TASK PROMPT> Pictures excluded, copy every record that follows exactly as it appears.

TASK DATA>
········

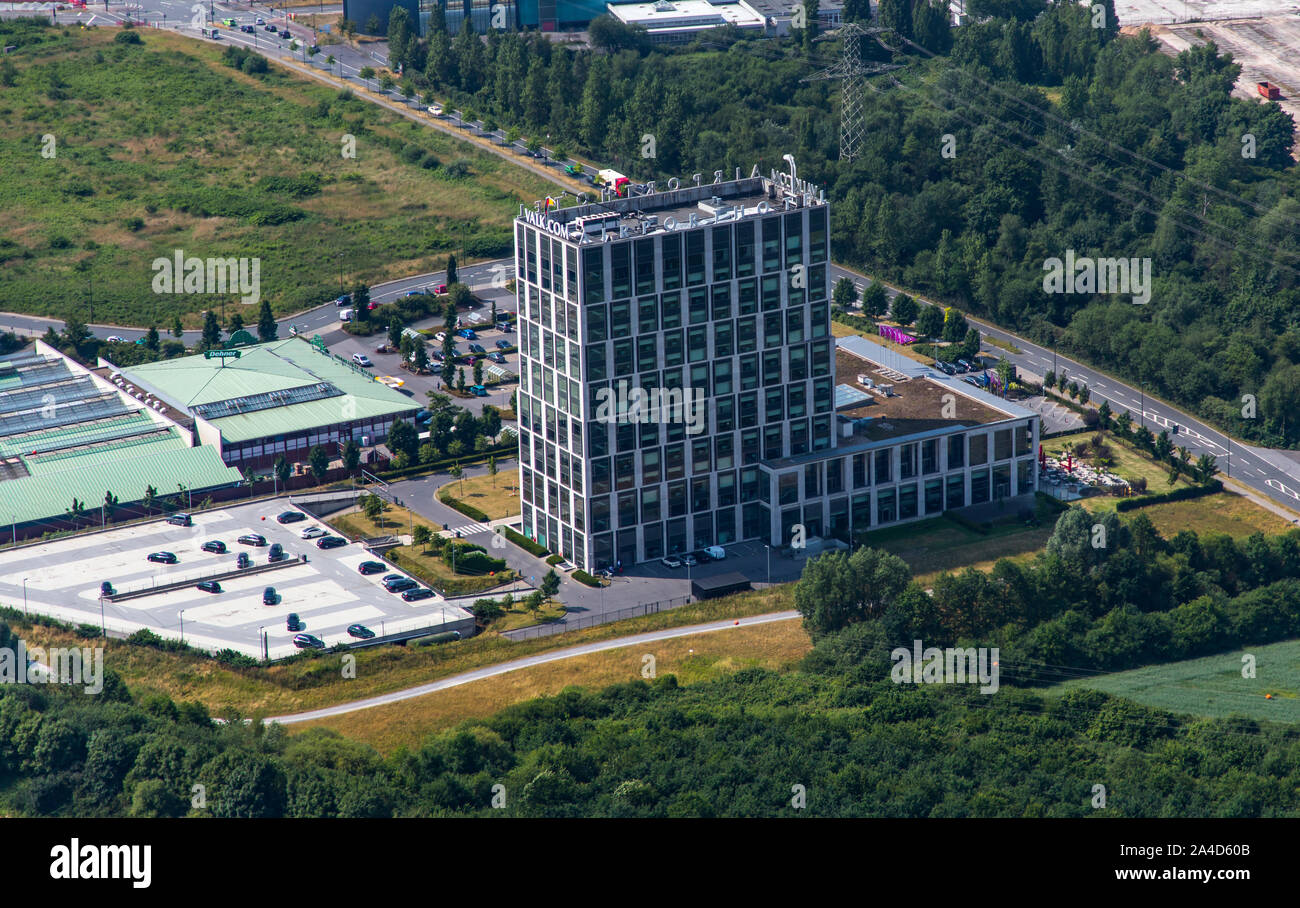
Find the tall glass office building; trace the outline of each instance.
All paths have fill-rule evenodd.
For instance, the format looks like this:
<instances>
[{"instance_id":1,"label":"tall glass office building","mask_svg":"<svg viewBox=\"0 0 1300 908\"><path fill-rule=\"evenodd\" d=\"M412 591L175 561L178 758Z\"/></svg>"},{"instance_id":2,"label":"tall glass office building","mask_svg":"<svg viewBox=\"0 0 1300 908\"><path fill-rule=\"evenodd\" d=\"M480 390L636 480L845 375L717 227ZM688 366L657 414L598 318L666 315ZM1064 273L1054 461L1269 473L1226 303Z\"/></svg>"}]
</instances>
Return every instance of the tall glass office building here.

········

SOLUTION BELOW>
Find the tall glass office building; trace the outline of each instance.
All paths have fill-rule evenodd.
For instance, the format looks like this:
<instances>
[{"instance_id":1,"label":"tall glass office building","mask_svg":"<svg viewBox=\"0 0 1300 908\"><path fill-rule=\"evenodd\" d=\"M412 591L175 561L178 758Z\"/></svg>"},{"instance_id":2,"label":"tall glass office building","mask_svg":"<svg viewBox=\"0 0 1300 908\"><path fill-rule=\"evenodd\" d=\"M480 390L636 480L845 375L717 227ZM688 366L657 414L598 318L666 315ZM1064 273L1054 461L1269 473L1226 303Z\"/></svg>"}]
</instances>
Return every instance of the tall glass office building here.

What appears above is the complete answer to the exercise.